- **Data lines**
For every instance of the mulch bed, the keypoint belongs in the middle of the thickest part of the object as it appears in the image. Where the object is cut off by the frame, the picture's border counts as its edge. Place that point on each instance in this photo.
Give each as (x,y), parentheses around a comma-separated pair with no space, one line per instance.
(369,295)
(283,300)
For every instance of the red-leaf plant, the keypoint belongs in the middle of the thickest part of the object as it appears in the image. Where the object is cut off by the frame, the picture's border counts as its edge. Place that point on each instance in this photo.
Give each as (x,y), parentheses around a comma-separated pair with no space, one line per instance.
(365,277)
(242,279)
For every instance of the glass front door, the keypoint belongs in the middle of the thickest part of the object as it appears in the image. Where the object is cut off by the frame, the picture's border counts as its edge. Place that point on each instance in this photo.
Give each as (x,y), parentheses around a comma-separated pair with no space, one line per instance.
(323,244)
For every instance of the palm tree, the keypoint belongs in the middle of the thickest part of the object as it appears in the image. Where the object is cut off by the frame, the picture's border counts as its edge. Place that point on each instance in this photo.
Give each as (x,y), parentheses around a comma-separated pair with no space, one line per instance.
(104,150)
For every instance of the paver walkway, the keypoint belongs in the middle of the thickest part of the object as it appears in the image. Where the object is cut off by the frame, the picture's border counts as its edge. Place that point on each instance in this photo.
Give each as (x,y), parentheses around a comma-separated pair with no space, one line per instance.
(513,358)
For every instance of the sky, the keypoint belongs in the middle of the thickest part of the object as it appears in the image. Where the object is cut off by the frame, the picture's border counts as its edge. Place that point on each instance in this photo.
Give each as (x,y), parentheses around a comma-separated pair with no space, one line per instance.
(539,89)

- **Description of the task**
Can you copy all of the material above, reproducing every line without any change?

- **Complete response**
For every instance of the mulch bed, the keypoint belongs in the middle of the thickest part of the object as it appears in the image. Where the object is cut off by the frame, the picture's border counts as its edge. Place that point on each instance in this photo.
Give each as (x,y), parentheses around a comma-separated pair with no space, one line per instance.
(369,295)
(283,300)
For every instance of the red-leaf plant, the keypoint belongs in the middle of the thickest part of the object as it appears in the image. Where the object is cut off by the frame, the picture's border counts as its edge. Place that point on each instance in this photo.
Give each as (x,y), parentheses around a comma-separated pair with no space, one line per instance.
(365,277)
(242,279)
For every instance of the glass front door, the keypoint belongs in the middle of the thickest part of the object as it appears in the image. Where the object is cut off by the frame, the picture's border counts as its edge. Place that point on each instance in this photo.
Give each as (x,y), parentheses around a comma-separated pair with no space, one line per instance.
(323,244)
For every instance of the palm tree, the keypoint belongs in the middle of the thickest part of the object as it appears in the image. Where the object is cut off by the frame, the picture's border counts as its edge. Place that point on each instance in this photo.
Give each as (x,y), parentheses around a comma-separated pair with no space, one line per instance.
(104,150)
For every instance of the paver walkway, the keypoint belongs in the middle of the thickest part of the object as it appears in the image. Where the object is cut off by the frame, the picture's border counts as its edge. Place that point on each instance in this photo.
Give each as (x,y), parentheses around a comma-separated pair with no space, one line per instance.
(513,358)
For every instance of the sky, the keypoint belongs in the middle of the thickest part of the object as it appears in the image. Where the object is cut off by the frame, the picture's border counts as its edge. Place that point on each instance in this photo.
Give each as (x,y), parentheses around a comma-separated pair with no space, one line per instance.
(539,89)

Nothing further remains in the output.